INPUT DATA »
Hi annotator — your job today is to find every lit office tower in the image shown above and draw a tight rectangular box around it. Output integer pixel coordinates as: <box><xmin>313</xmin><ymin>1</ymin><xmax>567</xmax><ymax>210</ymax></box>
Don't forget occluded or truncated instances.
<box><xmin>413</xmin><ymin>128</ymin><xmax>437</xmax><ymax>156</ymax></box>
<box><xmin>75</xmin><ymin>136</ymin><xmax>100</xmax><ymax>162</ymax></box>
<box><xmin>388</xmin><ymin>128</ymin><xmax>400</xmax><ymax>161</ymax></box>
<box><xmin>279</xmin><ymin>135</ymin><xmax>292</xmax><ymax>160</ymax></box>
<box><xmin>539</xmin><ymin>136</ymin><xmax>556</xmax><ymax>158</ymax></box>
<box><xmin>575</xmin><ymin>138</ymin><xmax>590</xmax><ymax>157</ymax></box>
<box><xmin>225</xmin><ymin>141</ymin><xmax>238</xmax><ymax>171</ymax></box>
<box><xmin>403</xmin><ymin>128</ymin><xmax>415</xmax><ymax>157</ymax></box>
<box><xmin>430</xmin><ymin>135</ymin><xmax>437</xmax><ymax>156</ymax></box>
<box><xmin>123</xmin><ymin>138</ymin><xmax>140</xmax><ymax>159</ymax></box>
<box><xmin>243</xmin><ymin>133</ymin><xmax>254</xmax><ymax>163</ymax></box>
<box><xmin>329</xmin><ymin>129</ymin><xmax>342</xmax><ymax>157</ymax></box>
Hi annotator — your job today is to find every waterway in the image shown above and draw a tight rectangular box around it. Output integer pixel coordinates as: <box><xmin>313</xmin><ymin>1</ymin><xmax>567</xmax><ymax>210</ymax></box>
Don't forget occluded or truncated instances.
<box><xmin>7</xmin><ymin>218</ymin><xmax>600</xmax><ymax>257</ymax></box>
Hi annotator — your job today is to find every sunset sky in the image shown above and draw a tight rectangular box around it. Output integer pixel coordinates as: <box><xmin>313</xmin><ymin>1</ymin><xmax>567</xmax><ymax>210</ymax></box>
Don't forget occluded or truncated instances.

WHAT THE TASK ASKS » Swap "annotator" for "labeler" throughout the entries above and write them out again with nothing else changed.

EXERCISE RESPONSE »
Hi labeler — your job today is to find every lit office tower in the image shown above and draw a tight rectangular box around it. Output integer pixel coordinates as: <box><xmin>313</xmin><ymin>1</ymin><xmax>567</xmax><ymax>210</ymax></box>
Don't forget occluded or truncated instances.
<box><xmin>413</xmin><ymin>128</ymin><xmax>437</xmax><ymax>156</ymax></box>
<box><xmin>75</xmin><ymin>136</ymin><xmax>100</xmax><ymax>162</ymax></box>
<box><xmin>388</xmin><ymin>128</ymin><xmax>400</xmax><ymax>161</ymax></box>
<box><xmin>279</xmin><ymin>135</ymin><xmax>292</xmax><ymax>160</ymax></box>
<box><xmin>539</xmin><ymin>136</ymin><xmax>556</xmax><ymax>158</ymax></box>
<box><xmin>575</xmin><ymin>138</ymin><xmax>590</xmax><ymax>157</ymax></box>
<box><xmin>225</xmin><ymin>141</ymin><xmax>238</xmax><ymax>171</ymax></box>
<box><xmin>403</xmin><ymin>128</ymin><xmax>415</xmax><ymax>157</ymax></box>
<box><xmin>430</xmin><ymin>135</ymin><xmax>437</xmax><ymax>156</ymax></box>
<box><xmin>123</xmin><ymin>138</ymin><xmax>140</xmax><ymax>159</ymax></box>
<box><xmin>243</xmin><ymin>133</ymin><xmax>254</xmax><ymax>163</ymax></box>
<box><xmin>329</xmin><ymin>129</ymin><xmax>342</xmax><ymax>157</ymax></box>
Hi labeler — your job today is to find every waterway in the image shown above and draw a tight rectangular box around it. Output integer pixel coordinates as: <box><xmin>313</xmin><ymin>1</ymin><xmax>567</xmax><ymax>210</ymax></box>
Don't forget occluded or truncated instances.
<box><xmin>7</xmin><ymin>218</ymin><xmax>600</xmax><ymax>257</ymax></box>
Hi labeler — your job today is to find every sunset sky in the image shown above and draw a tight rectangular box around it. Output integer pixel coordinates as: <box><xmin>313</xmin><ymin>1</ymin><xmax>567</xmax><ymax>210</ymax></box>
Don't forget occluded or truncated instances.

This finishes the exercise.